◆ TEXTE SOURCE
Malheureusement, l'avis qu'il a reçu était mal fondé, mais la Loi prime les erreurs des fonctionnaires de la Commission.

...

[11]     Dans l'affaire Video Adventures Ltd. c. Canada, [1994] A.C.I. no 751 (Q.L.), l'honorable juge Kempo, au paragraphe 10, s'exprimait comme suit :

            La Cour éprouve bien de la sympathie pour M. Naugler qui, semble-t-il, faisait tout ce qu'il pouvait pour se conformer à des dispositions législatives nouvelles et complexes. Cependant, il existe une jurisprudence bien établie et de longue date selon laquelle les erreurs que commettent des fonctionnaires de l'impôt ne guident pas la Loi, et qu'une préclusion est soumise à la règle générale qu'elle ne peut avoir préséance sur la loi du pays.

[12]     Dans l'affaire Beal c. Canada, [1995] A.C.I. no 1064 (Q.L.), le juge Rip, au paragraphe 16, s'exprimait comme suit :

            Le fait que l'appelant s'est fondé sur les conseils des représentants du ministre du Revenu national (le « Ministre » ) en demandant les crédits d'impôt ne l'aide pas. Le Ministre ne peut pas être lié par les conseils données par ses représentants lorsque les conditions prescrites par la Loi n'ont pas été remplies...

[13]     Finalement, dans l'affaire Chilton c. Canada, [1994], A.C.I. no 354 (Q.L.), l'honorable juge Beaubier, au paragraphe 7 de son jugement, affirmait :

            Malheureusement, notre Cour n'a pas le pouvoir de faire ce que l'appelant lui demande. Elle a uniquement le pouvoir d'examiner le bien-fondé de la cotisation.

◆ EXERCICES PROPOSÉS
a. Dans l'extrait de jurisprudence, quel juge est cité au sujet de l'affaire Beal c. Canada ?
b. Poursuivez l'extrait de jurisprudence à partir de sa dernière phrase.

Extraits de données d'étiquetage de lieux:

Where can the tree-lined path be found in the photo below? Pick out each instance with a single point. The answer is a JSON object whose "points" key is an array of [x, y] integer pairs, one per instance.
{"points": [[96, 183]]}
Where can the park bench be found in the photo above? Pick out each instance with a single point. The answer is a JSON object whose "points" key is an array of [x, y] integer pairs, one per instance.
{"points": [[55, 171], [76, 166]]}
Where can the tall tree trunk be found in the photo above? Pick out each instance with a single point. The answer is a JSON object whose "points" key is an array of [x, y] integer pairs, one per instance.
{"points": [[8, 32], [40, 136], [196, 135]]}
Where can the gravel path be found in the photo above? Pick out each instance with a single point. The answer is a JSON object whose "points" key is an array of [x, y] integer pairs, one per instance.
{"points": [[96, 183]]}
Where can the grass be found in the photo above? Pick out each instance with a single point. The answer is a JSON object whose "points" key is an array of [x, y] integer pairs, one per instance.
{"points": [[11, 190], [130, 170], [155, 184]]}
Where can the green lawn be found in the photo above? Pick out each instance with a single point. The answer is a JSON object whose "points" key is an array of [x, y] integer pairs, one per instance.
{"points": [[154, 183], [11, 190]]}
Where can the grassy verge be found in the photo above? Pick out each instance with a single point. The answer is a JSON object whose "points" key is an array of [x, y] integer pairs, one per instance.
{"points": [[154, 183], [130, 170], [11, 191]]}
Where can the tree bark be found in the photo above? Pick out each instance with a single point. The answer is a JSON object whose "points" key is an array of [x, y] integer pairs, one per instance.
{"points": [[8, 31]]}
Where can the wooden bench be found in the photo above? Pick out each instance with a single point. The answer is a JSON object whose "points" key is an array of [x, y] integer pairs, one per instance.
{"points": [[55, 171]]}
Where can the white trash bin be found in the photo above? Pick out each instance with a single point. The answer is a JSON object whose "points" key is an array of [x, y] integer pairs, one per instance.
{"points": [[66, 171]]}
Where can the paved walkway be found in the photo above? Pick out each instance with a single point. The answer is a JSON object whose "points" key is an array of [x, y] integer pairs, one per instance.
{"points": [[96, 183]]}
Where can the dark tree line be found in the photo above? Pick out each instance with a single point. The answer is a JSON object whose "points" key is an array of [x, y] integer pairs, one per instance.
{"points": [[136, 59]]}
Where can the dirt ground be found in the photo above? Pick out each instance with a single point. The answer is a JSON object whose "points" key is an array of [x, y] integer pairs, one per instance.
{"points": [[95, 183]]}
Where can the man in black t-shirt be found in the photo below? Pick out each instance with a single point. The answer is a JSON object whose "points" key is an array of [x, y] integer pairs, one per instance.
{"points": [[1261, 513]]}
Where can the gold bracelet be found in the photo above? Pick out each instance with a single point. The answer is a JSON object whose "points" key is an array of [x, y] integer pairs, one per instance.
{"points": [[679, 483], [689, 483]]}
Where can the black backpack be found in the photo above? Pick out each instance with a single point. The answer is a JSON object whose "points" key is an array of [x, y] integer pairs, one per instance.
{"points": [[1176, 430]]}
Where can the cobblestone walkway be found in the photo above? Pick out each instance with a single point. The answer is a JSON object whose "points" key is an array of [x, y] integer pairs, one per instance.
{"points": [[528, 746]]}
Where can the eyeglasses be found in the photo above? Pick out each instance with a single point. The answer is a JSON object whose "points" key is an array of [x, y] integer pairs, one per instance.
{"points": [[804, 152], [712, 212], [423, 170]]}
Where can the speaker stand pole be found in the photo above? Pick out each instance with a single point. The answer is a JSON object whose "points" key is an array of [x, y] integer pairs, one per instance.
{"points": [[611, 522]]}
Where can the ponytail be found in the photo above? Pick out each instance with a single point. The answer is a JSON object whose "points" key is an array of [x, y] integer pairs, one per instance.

◆ RÉPONSES PAR EXERCICE
a. Le juge Rip.

b.
[14]     En l'espèce, le tribunal comprend la déception et l'amertume de l'appelant et tout particulièrement quant aux propos désobligeants, inconvenants utilisés par le représentant de l'intimée lors des démarches ayant pour but de vérifier certaines données de son dossier. Il n'y a aucun doute dans mon esprit que l'appelant a toujours agi de façon fondamentalement honnête, transparente voire même très avisée en s'assurant, au préalable, qu'il pouvait faire les donations et bénéficier des avantages.

[15]     Bien que très sympathique, je ne peux retenir les arguments de l'appelant puisque la juridiction de la Cour canadienne de l'impôt est essentiellement de vérifier si les cotisations, qui font l'objet de l'appel, ont été émises légalement et correctement. Dans l'affirmative, ce Tribunal n'a aucune latitude de modifier ou d'annuler les cotisations qui font l'objet de l'appel.

[16]     En l'espèce, la preuve est à l'effet que les cotisations ont été émises conformément aux dispositions de la Loi; conséquemment, je dois rejeter l'appel.

Signé à Ottawa, Canada, ce 3e jour de septembre 2002.

« Alain Tardif »

J.C.C.I.


No DU DOSSIER DE LA COUR :       2000-5118(IT)I

INTITULÉ DE LA CAUSE :               Clément Girard et Sa Majesté la Reine

LIEU DE L'AUDIENCE :                    Chicoutimi (Québec)

DATE DE L'AUDIENCE :                  le 23 juillet 2002

MOTIFS DE JUGEMENT PAR :        l'honorable juge Alain Tardif

DATE DU JUGEMENT :                    le 3 septembre 2002

COMPARUTIONS :

Pour l'appelant :                         L'appelant lui-même

Avocate de l'intimée :                 Me Marie-Aimée Cantin

AVOCAT INSCRIT AU DOSSIER :

Pour l'appelant :

Pour l'intimée :                          Morris Rosenberg

                                                Sous-procureur général du Canada

                                                Ottawa, Canada

2000-5118(IT)I

ENTRE :

CLÉMENT GIRARD,

appelant,

et

SA MAJESTÉ LA REINE,

intimée.

Appel entendu le 23 juillet 2002 à Chicoutimi (Québec) par

l'honorable juge Alain Tardif

Comparutions

Pour l'appelant :                                   L'appelant lui-même

Avocate de l'intimée :                          Me Marie-Aimée Cantin

JUGEMENT

          L'appel des cotisations établies en vertu de la Loi de l'impôt sur le revenu pour les années d'imposition 1998 et 1999 sont rejetés, selon les motifs du jugement ci-joints.

Signé à Ottawa, Canada, ce 3e jour de septembre 2002.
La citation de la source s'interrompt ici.